| 要求 1 |
请把下文中的这句话译成英文:“其次,保险公司有可能以对自己有利而对受害人不利的个案作为标准,对之后提起相同请求的人进行相似的冷处理,久而久之形成惯例,对受害人不利。”

| 给定文段 |
虽然保险公司利用这种方法处理纠纷使客户从这种方法中获益,但是从另一方面看,保险公司设计的这种规则体系总体上仍然是有利于保险公司的,而非从侵权行为受害人利益的角度出发。于是,保险公司在利用经验法则处理案件时,会对受害人(原告方)产生不利影响,而且会导致许多的“不公平”:
首先,任何个案都会存在不同的特点和情节,保险公司用一套总的标准来处理不同的个案,加之保险公司为了减少成本降低了勘察和会谈的机会,这有可能导致不公平的处理结果。尤其是,经验法则并不是在任何案件中普遍适用的准则,案件的金额越大,经验法则就越有可能让位于传统侵权规则所要求的特定化的评估。其次,保险公司有可能以对自己有利而对受害人不利的个案作为标准,对之后提起相同请求的人进行相似的冷处理,久而久之形成惯例,对受害人不利。此外,受害人由于对保险公司拖延时间、保险赔偿金的不确定性以及其他方面压力的担心和惧怕,不得不选择接受适用保险公司的“经验法则”获得保险赔偿金,但实际上,这笔保险赔偿金有可能比法官判决的数额小得多。这就可能导致那些遭受巨大严重伤害的人相比起那些遭受较小损失的人而言,更不容易得到“足额的”赔偿,因为在保险公司的“经验法则”下,损害赔偿都被平均化了,所以遭受较小损失的人反而有可能得到超额的赔偿。

[点位记录]
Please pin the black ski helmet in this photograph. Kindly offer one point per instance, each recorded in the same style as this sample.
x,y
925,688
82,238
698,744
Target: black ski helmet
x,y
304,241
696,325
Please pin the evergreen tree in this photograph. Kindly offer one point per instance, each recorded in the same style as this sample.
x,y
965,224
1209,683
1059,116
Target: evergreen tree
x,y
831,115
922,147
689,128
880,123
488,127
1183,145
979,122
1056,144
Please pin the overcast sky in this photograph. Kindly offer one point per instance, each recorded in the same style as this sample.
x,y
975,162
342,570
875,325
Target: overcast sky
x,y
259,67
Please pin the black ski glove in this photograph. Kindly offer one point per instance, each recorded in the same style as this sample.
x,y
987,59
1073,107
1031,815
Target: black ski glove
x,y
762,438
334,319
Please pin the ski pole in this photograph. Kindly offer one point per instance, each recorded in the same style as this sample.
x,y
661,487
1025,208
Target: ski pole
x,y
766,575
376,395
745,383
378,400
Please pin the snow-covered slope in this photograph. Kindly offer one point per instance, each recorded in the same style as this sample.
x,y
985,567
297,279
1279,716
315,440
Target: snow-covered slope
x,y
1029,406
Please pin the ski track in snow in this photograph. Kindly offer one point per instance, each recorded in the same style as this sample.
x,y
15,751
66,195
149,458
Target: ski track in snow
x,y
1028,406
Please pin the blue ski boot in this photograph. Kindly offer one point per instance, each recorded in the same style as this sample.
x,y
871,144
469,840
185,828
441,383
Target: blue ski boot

| 要求 2 |
从上面的记录中摘出所有含有字符串“tree”的行。

| 参考答案 1 |
Second, insurance companies may take as their standard a case that favors themselves and disadvantages the victim, and give similarly cold treatment to those who later file the same claim; over time this hardens into a practice that works against victims.

| 参考答案 2 |
Please pin the evergreen tree in this photograph. Kindly offer one point per instance, each recorded in the same style as this sample.
Target: evergreen tree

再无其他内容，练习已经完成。